▶ [İstenenler]:
Vaşington ve Londra'nın İsrail'e verdiği desteği konu alan aşağıdaki makaleyi, son cümlesinden sonra kaldığı yerden devam ettirin.

▶ [Makale]:
◇ ◇ ◇

Pages

05 Ekim 2024

Vaşington ve Londra Mezarlarını Kazıyor


Ortadoğu’da bir suçlu olarak savaşı tırmandıran İsrail’in arkasında Amerika ve İngiltere var. Bu desteği sunarken Vaşington ve Londra, baş suçlunun kendileri oldukları gerçeğini ifşa ediyorlar.

İran’a karşı topyekûn savaş, eli kulağında. Bu savaşın sonuçları korkunç olacak. Buna karşın, Amerikalı ve İngiliz yöneticilerinin suç ortaklığı yaparken yüzlerinin kızarmadığı, pervasızca davrandıkları, nihayetinde aptal oldukları görülüyor.

İki gün sonra 7 Ekim’de İsrail rejiminin Gazze’yi yok etmek ve soykırıma tabi tutmak için yürüttüğü saldırılar birinci yılını dolduracak. Bu büyük imha amaçlı savaşın sona yaklaştığına dair ortada herhangi bir emare de yok. İsrail rejimi, tüm kanunları ve ahlak kurallarını ihlal edip, bunun karşılığında tek bir ceza almıyor, bu sebeple, tümüyle kontrolden çıkıyor.

◇ ◇ ◇

▶ [Toplanan Malzeme]:
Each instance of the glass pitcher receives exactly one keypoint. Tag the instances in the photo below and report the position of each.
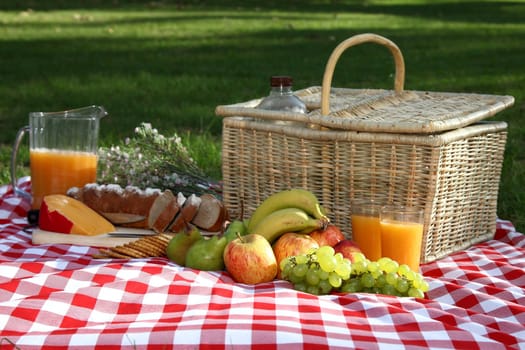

◇ ◇ ◇

▶ [Nihai Yanıt]:
Bugüne dek 41.000 Filistinli katledildi. Bazı hesaplamalara göre ölü sayısı 100 hatta 200 binin üzerinde. Kadın ve çocukların öldürüldüğü savaşı İsrail, geçen yıl 7 Ekim’de Filistinli militanların saldırısı üzerinden gerekçelendiriyor. O saldırıda 1.200 İsrailli öldürülmüştü, üstelik bunların çoğu İsrail güvenlik güçlerinin açtığı ateş sonucu yaşanmıştı. Hamas saldırısı, o gün İsrail’in Gazze’ye yönelik gerçekleştirdiği, yılları bulan, insanlık dışı, soykırım amaçlı kuşatmaya cevap olarak gerçekleşmişti.

İsrail rejiminin eylemlerinin savunulur bir yanı yok. Kitlesel katliamları, Binyamin Netanyahu ve diğer İsrailli liderlerin yanına kâr kalıyor, çünkü arkasında İngiltere, ABD ve diğer Batılı devletlerin diplomatik, daha da önemlisi, askeri desteği var.

Gazze’de ve Batı Şeria’da soykırıma imza atan İsrail, saldırı alanını tüm bölgeyi kapsayacak şekilde genişletti. Son iki hafta içerisinde İsrail güçleri, Beyrut’u ve Lübnan’ın sivillerin yaşadığı farklı bölgelerini bombaladı. 2.000’den fazla insanın ölümüne, bir milyonu aşkın kişininse evsiz kalmasına neden oldu. Uyguladığı şiddet, tüm bölgeyi kuşatıyor. İsrail rejimi, bir yandan da Suriye, Irak ve Yemen’i bombalıyor, İran’da cinayetler işliyor.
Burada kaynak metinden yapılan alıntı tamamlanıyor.